_Problem description_
Swap every "bounding box" in the lines below for "bounding rectangle" and write the lines out again with nothing else changed.
* * * * * * *
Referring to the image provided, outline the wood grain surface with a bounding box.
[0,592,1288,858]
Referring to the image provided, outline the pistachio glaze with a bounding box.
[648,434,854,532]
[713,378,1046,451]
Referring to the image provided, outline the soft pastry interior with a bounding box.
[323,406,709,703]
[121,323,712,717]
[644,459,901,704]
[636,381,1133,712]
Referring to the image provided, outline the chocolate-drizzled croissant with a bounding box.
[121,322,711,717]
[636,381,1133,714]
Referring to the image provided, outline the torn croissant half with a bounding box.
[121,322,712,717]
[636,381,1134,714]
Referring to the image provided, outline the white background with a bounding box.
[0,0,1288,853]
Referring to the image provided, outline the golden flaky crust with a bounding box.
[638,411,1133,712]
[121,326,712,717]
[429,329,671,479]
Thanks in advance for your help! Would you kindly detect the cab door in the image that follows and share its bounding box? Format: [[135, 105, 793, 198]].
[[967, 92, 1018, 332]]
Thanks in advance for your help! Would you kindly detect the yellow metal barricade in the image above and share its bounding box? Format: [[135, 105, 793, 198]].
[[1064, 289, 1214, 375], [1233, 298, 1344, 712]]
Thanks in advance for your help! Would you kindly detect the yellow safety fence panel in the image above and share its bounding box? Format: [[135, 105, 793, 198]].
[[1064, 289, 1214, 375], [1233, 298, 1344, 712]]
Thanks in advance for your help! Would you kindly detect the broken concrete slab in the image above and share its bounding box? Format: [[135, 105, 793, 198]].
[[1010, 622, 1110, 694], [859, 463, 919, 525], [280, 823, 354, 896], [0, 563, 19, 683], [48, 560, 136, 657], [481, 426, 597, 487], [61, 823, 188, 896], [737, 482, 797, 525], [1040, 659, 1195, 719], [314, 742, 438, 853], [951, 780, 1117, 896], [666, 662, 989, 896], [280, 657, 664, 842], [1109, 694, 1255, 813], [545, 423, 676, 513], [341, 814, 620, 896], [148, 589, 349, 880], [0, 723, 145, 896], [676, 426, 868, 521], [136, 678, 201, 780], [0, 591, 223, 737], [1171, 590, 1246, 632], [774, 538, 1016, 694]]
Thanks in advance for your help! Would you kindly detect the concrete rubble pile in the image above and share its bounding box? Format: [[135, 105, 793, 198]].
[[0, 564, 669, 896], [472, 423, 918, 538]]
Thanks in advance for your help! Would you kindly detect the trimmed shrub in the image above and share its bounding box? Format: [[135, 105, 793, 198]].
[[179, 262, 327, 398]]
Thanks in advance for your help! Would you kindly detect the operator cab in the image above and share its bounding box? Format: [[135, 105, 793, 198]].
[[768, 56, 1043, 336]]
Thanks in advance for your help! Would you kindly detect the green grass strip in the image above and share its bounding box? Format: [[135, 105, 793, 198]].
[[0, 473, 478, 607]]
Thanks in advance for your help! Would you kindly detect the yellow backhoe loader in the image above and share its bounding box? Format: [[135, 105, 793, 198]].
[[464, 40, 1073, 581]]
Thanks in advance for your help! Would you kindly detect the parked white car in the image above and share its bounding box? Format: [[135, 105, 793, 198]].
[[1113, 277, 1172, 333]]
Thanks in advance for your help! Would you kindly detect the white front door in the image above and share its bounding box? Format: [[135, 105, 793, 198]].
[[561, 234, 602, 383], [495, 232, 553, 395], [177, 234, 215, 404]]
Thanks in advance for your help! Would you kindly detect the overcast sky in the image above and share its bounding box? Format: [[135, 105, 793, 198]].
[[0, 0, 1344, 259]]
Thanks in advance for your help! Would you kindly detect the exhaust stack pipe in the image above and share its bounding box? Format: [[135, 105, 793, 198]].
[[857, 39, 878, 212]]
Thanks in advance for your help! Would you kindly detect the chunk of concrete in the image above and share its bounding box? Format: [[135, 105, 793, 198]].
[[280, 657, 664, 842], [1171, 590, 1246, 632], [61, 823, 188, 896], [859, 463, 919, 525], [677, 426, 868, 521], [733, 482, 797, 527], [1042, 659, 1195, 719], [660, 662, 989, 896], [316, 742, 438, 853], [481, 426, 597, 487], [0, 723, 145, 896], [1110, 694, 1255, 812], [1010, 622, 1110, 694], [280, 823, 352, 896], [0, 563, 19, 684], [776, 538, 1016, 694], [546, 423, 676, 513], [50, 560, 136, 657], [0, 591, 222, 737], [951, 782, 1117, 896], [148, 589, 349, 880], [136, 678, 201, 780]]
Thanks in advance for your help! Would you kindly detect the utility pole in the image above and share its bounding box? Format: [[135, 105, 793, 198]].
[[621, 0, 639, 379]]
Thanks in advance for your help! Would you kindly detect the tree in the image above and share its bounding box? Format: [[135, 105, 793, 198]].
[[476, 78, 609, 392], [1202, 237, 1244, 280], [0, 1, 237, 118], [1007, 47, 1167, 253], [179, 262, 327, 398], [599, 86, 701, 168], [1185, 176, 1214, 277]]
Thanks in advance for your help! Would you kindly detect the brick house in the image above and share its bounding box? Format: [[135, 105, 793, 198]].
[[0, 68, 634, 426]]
* * * * * * *
_Answer to this exercise_
Referring to the image provided, outline the wood grain surface with a bounding rectangle.
[0,592,1288,858]
Referring to the image provided, outline the pistachio glaze with a bounding rectangle.
[648,434,854,532]
[713,378,1046,451]
Referring to the image provided, outline the soft pastry interior with a bounding rectangle.
[323,406,709,703]
[121,323,712,717]
[644,459,901,704]
[636,381,1133,712]
Referring to the image provided, outline the chocolate-drizzled croissant with a bounding rectangle.
[121,322,711,717]
[636,381,1133,714]
Referring to the image provided, outline the torn croissant half with a bounding rectangle.
[121,322,712,717]
[636,381,1134,714]
Referring to the image provided, outline the white background with a bounding rectangle.
[0,0,1288,853]
Referring to the image provided, outline the golden flaky crust with a bounding rectangle.
[638,411,1133,712]
[121,326,712,717]
[429,329,671,479]
Thanks in advance for your help! Would you kindly detect the cab door in the image that follows and share its bounding rectangle? Format: [[135, 105, 793, 198]].
[[967, 92, 1018, 332]]
Thanks in advance for your help! Would you kindly detect the yellow metal barricade in the image above and share its bounding rectangle? Format: [[135, 105, 793, 198]].
[[1064, 289, 1214, 375], [1233, 298, 1344, 712]]
Thanks in advance for your help! Would you kindly detect the yellow safety fence panel in the image above and share its bounding rectangle? Format: [[135, 105, 793, 198]].
[[1064, 289, 1214, 375], [1233, 298, 1344, 712]]
Thanks in advance for your help! Would you kindly detect the broken concrete slab in the image above and share its bounding rectangle? Format: [[135, 105, 793, 198]].
[[1010, 622, 1110, 694], [859, 463, 919, 525], [280, 823, 354, 896], [0, 563, 19, 683], [48, 560, 136, 657], [481, 426, 597, 487], [61, 823, 188, 896], [737, 482, 797, 525], [1040, 659, 1195, 719], [314, 742, 438, 853], [951, 780, 1117, 896], [666, 662, 989, 896], [280, 657, 664, 842], [1109, 694, 1255, 813], [545, 423, 676, 513], [341, 814, 620, 896], [148, 589, 349, 880], [0, 723, 145, 896], [676, 426, 868, 521], [136, 678, 201, 780], [0, 591, 223, 737], [1171, 590, 1246, 632], [774, 538, 1016, 694]]
Thanks in advance for your help! Would you kindly detect the concrete rubble pile in the image above and share its bounding rectangle? Format: [[135, 105, 793, 198]].
[[0, 564, 669, 896], [472, 423, 918, 538]]
Thanks in advance for your help! Would you kindly detect the trimmed shrub in the image above and share its bounding rectangle? Format: [[135, 105, 793, 198]].
[[179, 262, 327, 398]]
Thanks in advance for your help! Would you kindly detect the operator cab in the image above and share its bounding rectangle? Format: [[135, 105, 793, 198]].
[[768, 56, 1043, 336]]
Thanks in advance for your help! Would you kindly detect the green grass strip in the image above and share its bounding rectangle? Format: [[135, 105, 793, 198]].
[[0, 473, 478, 607]]
Thanks in advance for your help! Would you kindly detect the yellow backhoe loader in the image above and share its bounding rectangle? Format: [[135, 105, 793, 198]].
[[464, 40, 1073, 581]]
Thanks in advance for your help! Would you kindly detect the parked white car in the image above and share its bounding rectangle? Format: [[135, 105, 793, 198]].
[[1113, 277, 1172, 333]]
Thanks in advance for your help! Would you kindly detect the white front door in the image above and share its bounding rectangle? Format: [[135, 105, 793, 198]].
[[561, 234, 602, 383], [495, 232, 553, 395], [177, 234, 215, 404]]
Thanks in advance for your help! Would you kindly detect the overcast sky in the image above and share its bounding rectangle? Format: [[135, 105, 793, 198]].
[[0, 0, 1344, 259]]
Thanks in advance for your help! Would you kindly detect the exhaust stack pipe in the image above and share its bounding rectangle? Format: [[135, 105, 793, 198]].
[[857, 39, 878, 212]]
Thanks in advance for your help! Would you kindly detect the chunk of concrete in the image above and share its bounding rectangle? Format: [[135, 105, 793, 198]].
[[280, 657, 664, 842], [1171, 590, 1246, 632], [61, 823, 188, 896], [859, 463, 919, 525], [677, 426, 868, 521], [733, 482, 797, 527], [1042, 659, 1195, 719], [660, 662, 989, 896], [316, 742, 438, 853], [481, 426, 597, 487], [0, 723, 145, 896], [1110, 694, 1255, 812], [1010, 622, 1110, 694], [280, 823, 352, 896], [0, 563, 19, 684], [776, 538, 1016, 694], [546, 423, 676, 513], [50, 560, 136, 657], [0, 591, 222, 737], [951, 782, 1117, 896], [148, 589, 349, 880], [136, 678, 201, 780]]
Thanks in advance for your help! Would you kindly detect the utility pole in the image above and share its bounding rectangle? Format: [[135, 105, 793, 198]].
[[621, 0, 639, 379]]
Thanks in advance for your help! Would you kindly detect the tree in the image above and share its bounding rectangle? Format: [[135, 105, 793, 198]].
[[476, 78, 609, 392], [1202, 237, 1244, 280], [0, 1, 237, 118], [1007, 47, 1167, 253], [179, 262, 327, 398], [599, 86, 701, 168], [1185, 176, 1214, 277]]
Thanks in advance for your help! Would you kindly detect the brick house in the image above and share its bounding rectangle? Format: [[135, 105, 793, 198]].
[[0, 68, 634, 426]]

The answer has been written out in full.